== EXTRACTED RECORDS
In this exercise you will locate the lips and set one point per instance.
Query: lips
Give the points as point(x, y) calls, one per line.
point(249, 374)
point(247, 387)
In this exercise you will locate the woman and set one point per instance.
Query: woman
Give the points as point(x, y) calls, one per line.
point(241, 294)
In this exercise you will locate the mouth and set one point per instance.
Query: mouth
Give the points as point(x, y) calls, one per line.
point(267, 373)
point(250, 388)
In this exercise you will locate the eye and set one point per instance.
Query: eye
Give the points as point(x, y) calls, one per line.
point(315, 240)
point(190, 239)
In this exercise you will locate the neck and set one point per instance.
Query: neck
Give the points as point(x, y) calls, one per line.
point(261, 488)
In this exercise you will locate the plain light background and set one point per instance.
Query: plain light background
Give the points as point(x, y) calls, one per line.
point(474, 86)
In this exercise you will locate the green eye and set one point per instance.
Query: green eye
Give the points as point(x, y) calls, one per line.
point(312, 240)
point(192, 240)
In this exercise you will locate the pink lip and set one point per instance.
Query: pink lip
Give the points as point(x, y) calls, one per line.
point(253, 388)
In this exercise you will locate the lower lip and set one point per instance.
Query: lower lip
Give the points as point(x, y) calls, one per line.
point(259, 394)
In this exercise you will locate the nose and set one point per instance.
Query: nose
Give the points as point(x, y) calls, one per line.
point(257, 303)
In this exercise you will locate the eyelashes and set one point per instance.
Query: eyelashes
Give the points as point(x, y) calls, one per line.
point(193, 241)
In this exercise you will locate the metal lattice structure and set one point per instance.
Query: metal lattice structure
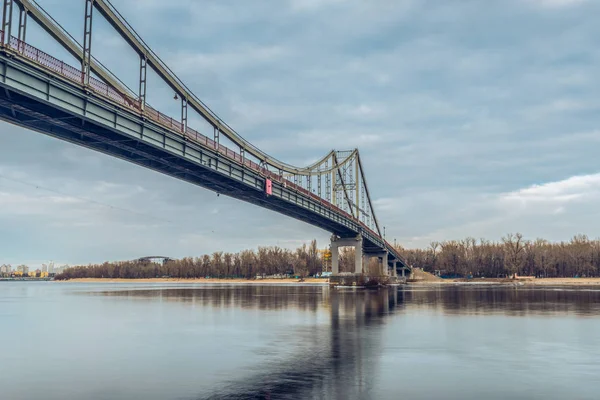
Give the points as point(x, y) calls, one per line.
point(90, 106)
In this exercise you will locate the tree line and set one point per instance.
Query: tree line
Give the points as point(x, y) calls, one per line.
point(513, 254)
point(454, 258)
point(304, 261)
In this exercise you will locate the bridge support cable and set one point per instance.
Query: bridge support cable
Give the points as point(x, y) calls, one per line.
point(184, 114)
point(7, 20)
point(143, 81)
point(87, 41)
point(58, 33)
====
▶ _THE TASK_: In the copy, include every entry above exactly and leave out each picture.

▶ _OUTPUT_:
In this exercise you will locate the lips and set one point per instance.
Query: lips
Give the points as point(x, y) calls, one per line.
point(249, 374)
point(247, 387)
In this exercise you will locate the woman and set one point per instance.
Query: woman
Give the points as point(x, y) calls, one per line.
point(241, 294)
In this exercise you will locate the mouth and set one point per instance.
Query: mouth
Give the points as point(x, y) calls, one per line.
point(267, 373)
point(250, 388)
In this exercise you will locate the eye and set one point per instance.
Query: eye
Give the points as point(x, y) calls, one per line.
point(315, 240)
point(190, 239)
In this exercise you will locate the neck and set one point per instance.
Query: neck
Give the points as point(x, y) calls, one per line.
point(261, 488)
In this exercise you will locate the plain light background and set one point per instance.
Query: plain light background
Give the points as point(x, y) calls, one per line.
point(474, 86)
In this exercise you will locate the green eye and set one point per instance.
Query: green eye
Give the points as point(x, y) calls, one per line.
point(312, 240)
point(192, 240)
In this exercise you will locate the pink lip and set one point per instance.
Query: pink lip
Give the points as point(x, y) calls, one per line.
point(253, 388)
In this exercise you will locate the lower lip and set one point per instance.
Query: lower lip
Give the points as point(x, y) calls, one per line.
point(259, 394)
In this exercise you will locate the nose and set one point per instance.
Query: nose
Give the points as point(x, y) calls, one per line.
point(257, 303)
In this exercise you will locate the eyelashes and set one point per instance.
Query: eyelashes
Give the points as point(x, y) calls, one per line.
point(193, 241)
In this exercise you will locate the metal lattice structure and set one point per instance.
Query: metal lattice structure
Give the points as point(x, y) calls, one per line.
point(90, 106)
In this exercise you will locate the tree line and set one point per instance.
Query: tree line
Give the points as point(x, y) calls, one per line.
point(513, 254)
point(454, 258)
point(304, 261)
In this exercise you will locate the bridge support cable and set one point per instance.
Query: bridge support cable
Give the points as point(x, y) calls, one per line.
point(184, 114)
point(7, 20)
point(143, 81)
point(87, 41)
point(58, 33)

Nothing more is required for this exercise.